## LISTED ENTRIES
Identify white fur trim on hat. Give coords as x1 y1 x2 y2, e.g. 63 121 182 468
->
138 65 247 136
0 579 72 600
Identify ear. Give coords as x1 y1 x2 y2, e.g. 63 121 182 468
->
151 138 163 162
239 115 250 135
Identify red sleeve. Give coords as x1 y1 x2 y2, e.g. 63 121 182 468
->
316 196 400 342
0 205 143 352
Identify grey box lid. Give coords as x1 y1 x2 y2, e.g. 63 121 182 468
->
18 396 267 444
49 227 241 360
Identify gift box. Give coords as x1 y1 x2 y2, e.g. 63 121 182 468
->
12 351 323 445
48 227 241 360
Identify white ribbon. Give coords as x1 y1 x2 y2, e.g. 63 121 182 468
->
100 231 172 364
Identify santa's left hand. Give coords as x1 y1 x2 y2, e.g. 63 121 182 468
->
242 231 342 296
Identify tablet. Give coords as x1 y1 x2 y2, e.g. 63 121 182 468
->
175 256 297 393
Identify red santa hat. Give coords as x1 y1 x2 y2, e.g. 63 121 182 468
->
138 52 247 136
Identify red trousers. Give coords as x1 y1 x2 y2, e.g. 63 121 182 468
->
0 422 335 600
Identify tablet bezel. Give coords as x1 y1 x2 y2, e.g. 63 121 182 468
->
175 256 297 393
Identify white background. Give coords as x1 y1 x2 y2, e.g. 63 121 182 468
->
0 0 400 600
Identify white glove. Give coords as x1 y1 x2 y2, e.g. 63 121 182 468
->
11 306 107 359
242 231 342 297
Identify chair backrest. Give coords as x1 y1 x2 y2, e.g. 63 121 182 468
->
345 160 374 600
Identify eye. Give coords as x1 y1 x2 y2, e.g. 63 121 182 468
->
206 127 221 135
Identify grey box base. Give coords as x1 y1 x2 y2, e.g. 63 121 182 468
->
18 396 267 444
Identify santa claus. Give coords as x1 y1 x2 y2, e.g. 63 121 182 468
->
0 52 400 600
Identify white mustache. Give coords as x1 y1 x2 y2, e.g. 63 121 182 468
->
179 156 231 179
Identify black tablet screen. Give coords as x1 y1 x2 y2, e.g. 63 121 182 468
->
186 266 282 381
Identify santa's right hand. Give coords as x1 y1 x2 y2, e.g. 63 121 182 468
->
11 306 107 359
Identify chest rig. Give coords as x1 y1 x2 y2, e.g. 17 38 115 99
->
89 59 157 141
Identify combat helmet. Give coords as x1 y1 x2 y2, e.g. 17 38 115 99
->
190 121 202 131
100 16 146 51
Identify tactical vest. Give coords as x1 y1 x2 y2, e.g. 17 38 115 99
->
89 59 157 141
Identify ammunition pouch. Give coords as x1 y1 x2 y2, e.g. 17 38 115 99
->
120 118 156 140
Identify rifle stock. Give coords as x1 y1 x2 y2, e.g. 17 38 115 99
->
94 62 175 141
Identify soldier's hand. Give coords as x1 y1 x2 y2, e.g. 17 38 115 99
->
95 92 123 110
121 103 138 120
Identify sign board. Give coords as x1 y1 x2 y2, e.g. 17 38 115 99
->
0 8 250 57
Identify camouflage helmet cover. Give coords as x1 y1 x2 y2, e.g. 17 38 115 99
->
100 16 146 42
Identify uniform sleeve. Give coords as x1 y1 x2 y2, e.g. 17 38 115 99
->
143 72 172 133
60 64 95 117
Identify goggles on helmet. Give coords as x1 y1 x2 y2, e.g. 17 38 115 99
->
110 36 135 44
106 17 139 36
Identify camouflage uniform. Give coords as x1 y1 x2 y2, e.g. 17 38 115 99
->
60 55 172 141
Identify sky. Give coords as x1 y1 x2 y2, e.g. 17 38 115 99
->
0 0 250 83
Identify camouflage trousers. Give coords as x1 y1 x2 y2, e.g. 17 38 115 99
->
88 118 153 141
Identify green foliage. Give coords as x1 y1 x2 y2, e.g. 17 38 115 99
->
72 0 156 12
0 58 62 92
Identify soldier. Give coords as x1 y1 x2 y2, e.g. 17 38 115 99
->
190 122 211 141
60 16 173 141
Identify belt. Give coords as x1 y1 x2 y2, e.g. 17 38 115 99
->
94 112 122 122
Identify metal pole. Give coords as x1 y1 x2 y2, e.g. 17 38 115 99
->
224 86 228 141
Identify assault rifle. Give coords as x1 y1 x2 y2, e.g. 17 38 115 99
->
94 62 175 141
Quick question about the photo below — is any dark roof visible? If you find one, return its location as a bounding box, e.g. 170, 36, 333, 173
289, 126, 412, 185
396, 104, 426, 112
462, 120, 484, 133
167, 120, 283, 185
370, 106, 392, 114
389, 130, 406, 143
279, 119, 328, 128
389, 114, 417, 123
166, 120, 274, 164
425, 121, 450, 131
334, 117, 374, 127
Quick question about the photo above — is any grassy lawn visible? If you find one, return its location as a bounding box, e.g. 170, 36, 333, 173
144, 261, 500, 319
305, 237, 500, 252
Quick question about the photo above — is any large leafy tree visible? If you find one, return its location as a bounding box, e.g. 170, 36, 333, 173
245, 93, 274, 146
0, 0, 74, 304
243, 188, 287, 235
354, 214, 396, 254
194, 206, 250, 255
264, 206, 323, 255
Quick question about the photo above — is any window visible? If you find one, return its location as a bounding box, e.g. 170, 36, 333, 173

## WHAT YOU ARE ASKED TO DO
Pick out every line of the listing above that contains the word "soldier", matching case exactly, and copy each one in full.

## RIGHT ANSWER
Identify soldier's hand. Give coords as x1 y1 x2 y2, e.g. 17 38 115 99
Identify soldier. Give coords as x1 y1 x2 y2, e.g. 17 38 115 99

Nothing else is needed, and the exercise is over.